* [Input material]:
----

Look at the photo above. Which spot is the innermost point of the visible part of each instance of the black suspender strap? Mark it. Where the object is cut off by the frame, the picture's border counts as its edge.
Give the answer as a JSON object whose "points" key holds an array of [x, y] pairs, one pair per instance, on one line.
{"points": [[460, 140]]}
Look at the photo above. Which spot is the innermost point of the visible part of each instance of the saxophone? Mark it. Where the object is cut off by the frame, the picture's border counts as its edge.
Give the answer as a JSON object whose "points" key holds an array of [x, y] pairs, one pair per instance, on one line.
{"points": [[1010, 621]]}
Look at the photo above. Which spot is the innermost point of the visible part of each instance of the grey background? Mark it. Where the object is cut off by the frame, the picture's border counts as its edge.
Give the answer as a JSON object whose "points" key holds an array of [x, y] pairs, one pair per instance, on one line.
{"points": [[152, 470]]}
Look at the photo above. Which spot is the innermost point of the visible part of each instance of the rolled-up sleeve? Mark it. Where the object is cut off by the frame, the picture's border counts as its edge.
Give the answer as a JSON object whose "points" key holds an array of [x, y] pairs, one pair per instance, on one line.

----

* [Objective]: Rewrite all of the data above as a numbered list, giving each line its own number and omitting any blank lines.

* [Worked answer]:
1. Look at the photo above. Which spot is the innermost point of the visible part of each instance of the black suspender strap? Mark it. Where the object is cut off by the frame, the picture's border counts as its edge.
2. Give the answer as a JSON object whose "points" key holds an array of [x, y] pairs, one pair per instance, on one line.
3. {"points": [[460, 140]]}
4. Look at the photo above. Which spot is the innermost point of the visible part of each instance of the saxophone? Mark it. Where the object is cut off by the frame, the picture's border counts as its edge.
5. Give the answer as a JSON object whose "points" key holds an array of [x, y] pairs, one pair per instance, on one line.
6. {"points": [[1010, 621]]}
7. Look at the photo above. Which spot is the innermost point of the visible part of each instance of the grey background? Mark it. Where the object is cut off by the frame, the picture's border counts as its edge.
8. Give the answer as a JSON object whose "points" key holds an array of [x, y] pairs, one pair per instance, on one line.
9. {"points": [[152, 470]]}
10. Look at the photo above. Which spot is the innermost point of the visible part of each instance of the rolled-up sleeve? Mark it. Where the object is cut off by the frame, the picture's border counts as its edge.
11. Give the answer as a JSON object whose "points" key holds an array of [x, y] pairs, one pair per instance, on one line.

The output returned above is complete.